[Start EXCERPTED TEXT]
Figure 5.23: Strlen Sequentialized

| Program  | Instructions<br>Pipelined | Instructions<br>Sequential | Branches | Optimizations                                   |
|----------|---------------------------|----------------------------|----------|-------------------------------------------------|
| blk_move | 26                        | 13                         | 3        | unrolling 4 times<br>epilog partially collapsed |
| dotprod  | 35                        | 14                         | 6        | unrolling once                                  |
| gouraud  | 63                        | 49                         | 2        | unrolling 2 times<br>epilog collapsed           |
| iir      | 93                        | 50                         | 2        | inner loop completely unrolled                  |
| latanal  | 47                        | 35                         | 2        | unrolled once<br>epilog collapsed               |
| latsynth | 27                        | 25                         | 3        | prolog and epilog collapsing                    |
| max      | 57                        | 31                         | 2        | unrolled 6 times                                |
| vecsumsq | 39                        | 20                         | 6        | epilog collapsed                                |
| w_vec    | 50                        | 24                         | 3        | epilog collapsed                                |

Table 5.1: Experimental Results Software De-Pipelining

## 5.8 Experimental Results

The software de-pipelining algorithms described in this chapter have been tested for several assembler loops written for the TIC62 DSP. Table 5.1 introduces the analyzed codes.

The first and second comlumns show the number of instructions before and after de-pipelining. The third column shows the number of branches that implement the software pipelined loop. The second column describes the additional optimizations that have been performed on the programs. Note that in those loops where collapsing tehcniques have been applied, the instruction difference is smaller than in examples with prolog and epilog.
[End EXCERPTED TEXT]
■ DO THIS:
Translate this sentence from the excerpt on software de-pipelining into Spanish: "The software de-pipelining algorithms described in this chapter have been tested for several assembler loops written for the TIC62 DSP." None of the items below are needed.
[Start PROVIDED RECORDS]
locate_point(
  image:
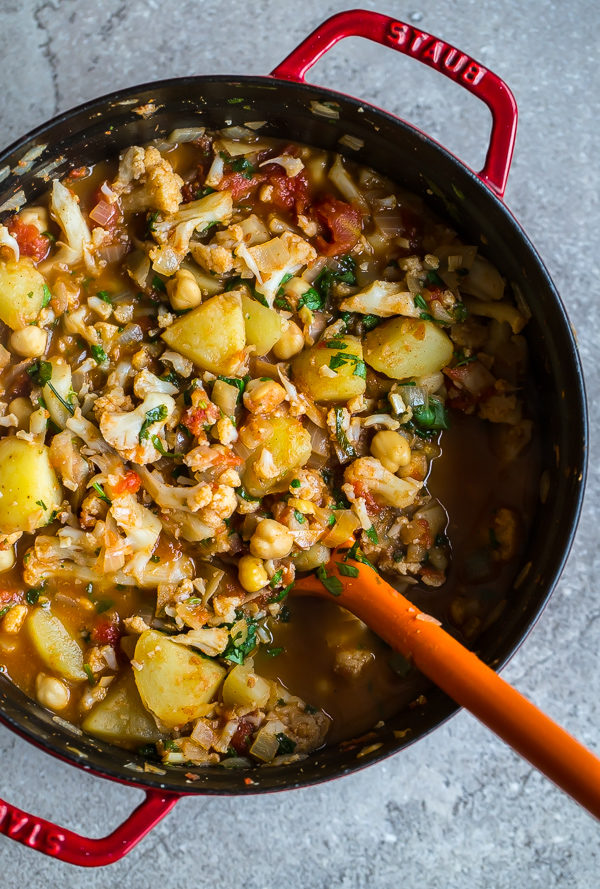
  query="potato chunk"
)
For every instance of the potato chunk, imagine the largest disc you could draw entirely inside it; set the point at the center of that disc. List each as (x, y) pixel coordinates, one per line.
(21, 293)
(243, 688)
(29, 489)
(333, 370)
(407, 347)
(263, 325)
(55, 645)
(174, 681)
(213, 336)
(285, 446)
(121, 716)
[End PROVIDED RECORDS]
■ SOLVED EXERCISE:
Los algoritmos de de-pipelining de software descritos en este capítulo se han probado con varios bucles en ensamblador escritos para el DSP TIC62.